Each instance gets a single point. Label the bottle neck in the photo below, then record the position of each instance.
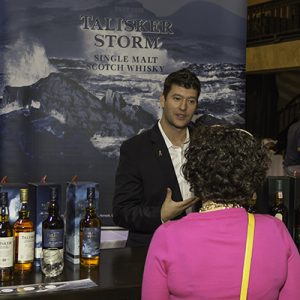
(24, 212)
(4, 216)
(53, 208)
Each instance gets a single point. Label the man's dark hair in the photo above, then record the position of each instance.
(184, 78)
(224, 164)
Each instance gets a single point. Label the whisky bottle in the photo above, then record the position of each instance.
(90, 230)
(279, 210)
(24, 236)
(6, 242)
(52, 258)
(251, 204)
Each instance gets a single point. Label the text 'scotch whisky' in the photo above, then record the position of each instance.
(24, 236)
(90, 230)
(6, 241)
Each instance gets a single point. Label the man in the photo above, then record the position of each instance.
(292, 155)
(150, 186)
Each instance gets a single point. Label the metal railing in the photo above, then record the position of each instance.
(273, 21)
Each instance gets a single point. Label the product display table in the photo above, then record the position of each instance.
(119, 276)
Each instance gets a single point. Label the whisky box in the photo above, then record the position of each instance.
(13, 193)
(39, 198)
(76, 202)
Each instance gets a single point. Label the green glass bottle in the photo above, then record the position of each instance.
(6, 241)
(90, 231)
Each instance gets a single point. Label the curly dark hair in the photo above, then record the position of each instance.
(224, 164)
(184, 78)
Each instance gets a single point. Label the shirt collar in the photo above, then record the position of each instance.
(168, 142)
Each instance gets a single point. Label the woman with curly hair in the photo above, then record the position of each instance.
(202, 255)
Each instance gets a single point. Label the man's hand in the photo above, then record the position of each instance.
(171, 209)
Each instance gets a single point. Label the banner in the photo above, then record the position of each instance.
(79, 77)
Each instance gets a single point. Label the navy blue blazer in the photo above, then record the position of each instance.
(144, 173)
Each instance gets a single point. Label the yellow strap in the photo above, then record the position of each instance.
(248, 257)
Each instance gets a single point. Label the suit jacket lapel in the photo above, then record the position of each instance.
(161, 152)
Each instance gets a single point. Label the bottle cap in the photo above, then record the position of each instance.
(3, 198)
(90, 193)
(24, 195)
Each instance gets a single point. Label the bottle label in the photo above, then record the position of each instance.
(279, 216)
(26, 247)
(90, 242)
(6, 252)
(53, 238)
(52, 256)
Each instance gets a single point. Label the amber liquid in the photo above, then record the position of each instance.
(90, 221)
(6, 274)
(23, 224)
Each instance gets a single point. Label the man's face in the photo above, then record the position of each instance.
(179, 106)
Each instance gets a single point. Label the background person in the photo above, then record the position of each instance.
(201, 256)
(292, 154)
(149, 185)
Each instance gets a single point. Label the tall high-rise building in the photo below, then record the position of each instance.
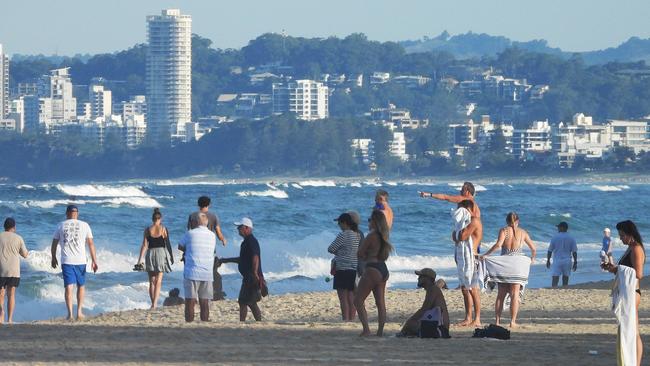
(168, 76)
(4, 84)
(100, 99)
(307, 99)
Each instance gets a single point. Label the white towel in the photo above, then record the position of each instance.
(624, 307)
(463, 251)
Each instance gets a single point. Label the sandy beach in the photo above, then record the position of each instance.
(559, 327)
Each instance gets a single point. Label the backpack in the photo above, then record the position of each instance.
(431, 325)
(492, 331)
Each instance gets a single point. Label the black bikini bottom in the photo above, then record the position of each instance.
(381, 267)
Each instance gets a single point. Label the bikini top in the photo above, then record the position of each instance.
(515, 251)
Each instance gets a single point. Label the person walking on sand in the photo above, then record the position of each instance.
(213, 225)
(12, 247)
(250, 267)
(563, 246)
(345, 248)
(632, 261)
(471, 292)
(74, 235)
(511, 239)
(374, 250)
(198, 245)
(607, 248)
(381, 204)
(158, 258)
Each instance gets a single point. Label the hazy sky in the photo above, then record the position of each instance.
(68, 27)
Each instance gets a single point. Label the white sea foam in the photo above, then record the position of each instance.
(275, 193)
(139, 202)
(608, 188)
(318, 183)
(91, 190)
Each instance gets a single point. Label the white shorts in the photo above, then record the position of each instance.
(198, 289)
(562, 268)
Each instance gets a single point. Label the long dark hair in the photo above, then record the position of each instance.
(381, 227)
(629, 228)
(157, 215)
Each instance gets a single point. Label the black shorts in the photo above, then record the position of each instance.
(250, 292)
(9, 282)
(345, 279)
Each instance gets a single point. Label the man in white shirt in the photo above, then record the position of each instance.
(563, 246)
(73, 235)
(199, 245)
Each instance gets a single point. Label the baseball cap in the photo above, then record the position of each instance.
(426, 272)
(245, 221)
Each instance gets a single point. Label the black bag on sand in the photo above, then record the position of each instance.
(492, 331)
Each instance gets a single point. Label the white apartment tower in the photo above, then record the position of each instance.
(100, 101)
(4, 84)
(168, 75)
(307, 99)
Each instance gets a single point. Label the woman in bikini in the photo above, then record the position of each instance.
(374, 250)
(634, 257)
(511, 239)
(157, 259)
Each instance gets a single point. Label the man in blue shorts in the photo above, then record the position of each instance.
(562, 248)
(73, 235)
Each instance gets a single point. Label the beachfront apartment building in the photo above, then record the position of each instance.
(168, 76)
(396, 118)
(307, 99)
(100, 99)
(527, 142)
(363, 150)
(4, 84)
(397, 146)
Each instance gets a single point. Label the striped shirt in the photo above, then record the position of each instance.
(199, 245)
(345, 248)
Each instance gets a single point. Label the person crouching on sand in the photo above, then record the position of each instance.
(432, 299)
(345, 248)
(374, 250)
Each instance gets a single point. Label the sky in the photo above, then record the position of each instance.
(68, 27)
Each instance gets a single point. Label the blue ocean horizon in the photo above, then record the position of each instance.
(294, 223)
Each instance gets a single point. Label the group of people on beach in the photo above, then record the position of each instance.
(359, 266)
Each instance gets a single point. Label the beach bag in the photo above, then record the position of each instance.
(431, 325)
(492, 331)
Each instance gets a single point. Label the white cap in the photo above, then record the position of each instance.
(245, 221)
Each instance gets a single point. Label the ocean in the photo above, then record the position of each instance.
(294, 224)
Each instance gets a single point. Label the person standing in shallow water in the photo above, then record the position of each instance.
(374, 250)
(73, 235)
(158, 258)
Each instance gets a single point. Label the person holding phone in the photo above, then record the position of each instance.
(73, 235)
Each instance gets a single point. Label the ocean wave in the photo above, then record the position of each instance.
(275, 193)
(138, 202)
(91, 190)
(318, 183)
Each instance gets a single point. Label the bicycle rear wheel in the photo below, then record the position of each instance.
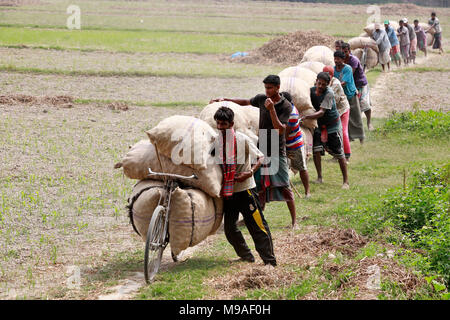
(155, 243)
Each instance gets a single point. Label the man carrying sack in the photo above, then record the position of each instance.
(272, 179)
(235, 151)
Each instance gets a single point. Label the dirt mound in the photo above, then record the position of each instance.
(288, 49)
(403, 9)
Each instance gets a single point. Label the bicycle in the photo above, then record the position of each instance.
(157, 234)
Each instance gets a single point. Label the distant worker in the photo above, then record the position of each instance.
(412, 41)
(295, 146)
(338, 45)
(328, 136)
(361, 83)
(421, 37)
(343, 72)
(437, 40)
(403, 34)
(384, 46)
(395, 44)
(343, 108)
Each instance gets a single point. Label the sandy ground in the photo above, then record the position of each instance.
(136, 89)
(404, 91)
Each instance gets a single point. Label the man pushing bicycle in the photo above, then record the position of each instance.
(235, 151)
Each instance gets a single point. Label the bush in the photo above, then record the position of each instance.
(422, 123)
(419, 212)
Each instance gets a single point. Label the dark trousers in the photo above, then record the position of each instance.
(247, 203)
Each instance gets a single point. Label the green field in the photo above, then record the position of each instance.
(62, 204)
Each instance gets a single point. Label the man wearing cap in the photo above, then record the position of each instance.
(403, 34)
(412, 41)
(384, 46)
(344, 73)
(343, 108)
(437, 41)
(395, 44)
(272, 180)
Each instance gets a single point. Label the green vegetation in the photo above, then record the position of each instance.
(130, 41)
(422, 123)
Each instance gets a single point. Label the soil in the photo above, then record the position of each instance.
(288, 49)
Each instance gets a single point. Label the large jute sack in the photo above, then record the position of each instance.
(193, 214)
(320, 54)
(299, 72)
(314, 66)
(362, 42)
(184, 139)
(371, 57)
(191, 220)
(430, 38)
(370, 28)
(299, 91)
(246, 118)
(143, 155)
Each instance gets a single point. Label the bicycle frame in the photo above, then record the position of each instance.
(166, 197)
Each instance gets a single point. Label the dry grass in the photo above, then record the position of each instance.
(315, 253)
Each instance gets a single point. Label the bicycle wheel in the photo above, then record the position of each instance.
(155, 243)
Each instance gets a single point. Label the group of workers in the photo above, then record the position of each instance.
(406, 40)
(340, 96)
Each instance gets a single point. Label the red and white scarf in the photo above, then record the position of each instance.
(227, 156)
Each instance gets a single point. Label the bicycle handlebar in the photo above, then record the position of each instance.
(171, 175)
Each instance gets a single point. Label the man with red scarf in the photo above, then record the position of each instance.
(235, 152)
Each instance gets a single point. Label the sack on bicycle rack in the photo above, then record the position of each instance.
*-*-*
Swap "instance" for "occurrence" in the lines beginning with the one containing "Each instance gets a single point. Label the bicycle handlebar" and running through the last of the lines, then reproduce those lines with nothing else altered.

Each occurrence gets a single point. Label the bicycle handlebar in the photo above, then record the position of each occurrence.
(171, 175)
Each occurrence gets a single point. Label the man with red scarf in the photo above, then record the position of each occurrence.
(235, 152)
Each occurrence gets a single point. Label the sack on bicycle rack in the photo above, then record the position of each occurrence.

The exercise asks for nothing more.